━━━━━ Supplied text ━━━━━

Sermon: January 16, 2022 – Luke 4: 14-21

Watch at https://youtu.be/7zHNqhKFNfE  Download PDF at Sermon_16January2022

What do you consider to be your life’s purpose?  A couple of years ago, a team from WorshipHouse Media went around the US asking people this question, and here is what they heard:

https://www.worshiphousemedia.com/mini-movies/4577/what-is-your-purpose
{this is a “preview” version of the video; the actual video seen in Worship has been purchased from the vendor}

Unless you have been thinking about recently in a structured way, that would be a really hard question for many of us to answer. What is your purpose… or to frame the question a bit differently, what is your mission, or your vision.  As we heard in the video, a few of the folks had a clear sense of purpose, others quoted back something that they had learned by rote or something they figured they “should” be to meet societal expectations, and a disconcerting number had never even considered it.

━━━━━ Raw data ━━━━━

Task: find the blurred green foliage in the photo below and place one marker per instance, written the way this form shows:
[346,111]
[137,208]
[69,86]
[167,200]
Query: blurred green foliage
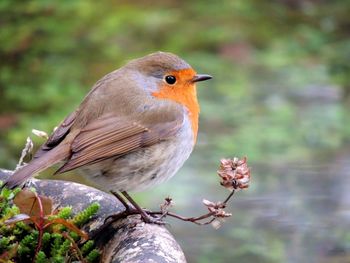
[280,92]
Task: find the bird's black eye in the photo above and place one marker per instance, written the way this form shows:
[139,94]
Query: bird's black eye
[170,79]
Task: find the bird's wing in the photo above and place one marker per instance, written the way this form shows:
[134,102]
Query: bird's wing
[58,135]
[108,137]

━━━━━

Reproduce the sermon text word for word, from start to finish. The listing plays no part here.

Sermon: January 16, 2022 – Luke 4: 14-21

Watch at https://youtu.be/7zHNqhKFNfE  Download PDF at Sermon_16January2022

What do you consider to be your life’s purpose?  A couple of years ago, a team from WorshipHouse Media went around the US asking people this question, and here is what they heard:

https://www.worshiphousemedia.com/mini-movies/4577/what-is-your-purpose
{this is a “preview” version of the video; the actual video seen in Worship has been purchased from the vendor}

Unless you have been thinking about recently in a structured way, that would be a really hard question for many of us to answer. What is your purpose… or to frame the question a bit differently, what is your mission, or your vision.  As we heard in the video, a few of the folks had a clear sense of purpose, others quoted back something that they had learned by rote or something they figured they “should” be to meet societal expectations, and a disconcerting number had never even considered it.